### TASK PROMPT
Locate the word "spot" in the entries below, then gather every line that holds it.

*-*-*

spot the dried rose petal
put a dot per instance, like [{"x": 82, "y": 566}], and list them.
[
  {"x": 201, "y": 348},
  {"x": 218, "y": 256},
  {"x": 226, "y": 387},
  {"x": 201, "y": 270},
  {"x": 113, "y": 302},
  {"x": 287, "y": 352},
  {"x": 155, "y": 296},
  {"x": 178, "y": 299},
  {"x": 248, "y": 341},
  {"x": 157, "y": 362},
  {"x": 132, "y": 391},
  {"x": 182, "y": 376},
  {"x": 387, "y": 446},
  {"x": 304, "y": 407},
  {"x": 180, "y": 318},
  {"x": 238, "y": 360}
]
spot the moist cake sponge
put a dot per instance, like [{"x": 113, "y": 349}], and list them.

*-*-*

### WRITTEN ANSWER
spot the dried rose petal
spot the moist cake sponge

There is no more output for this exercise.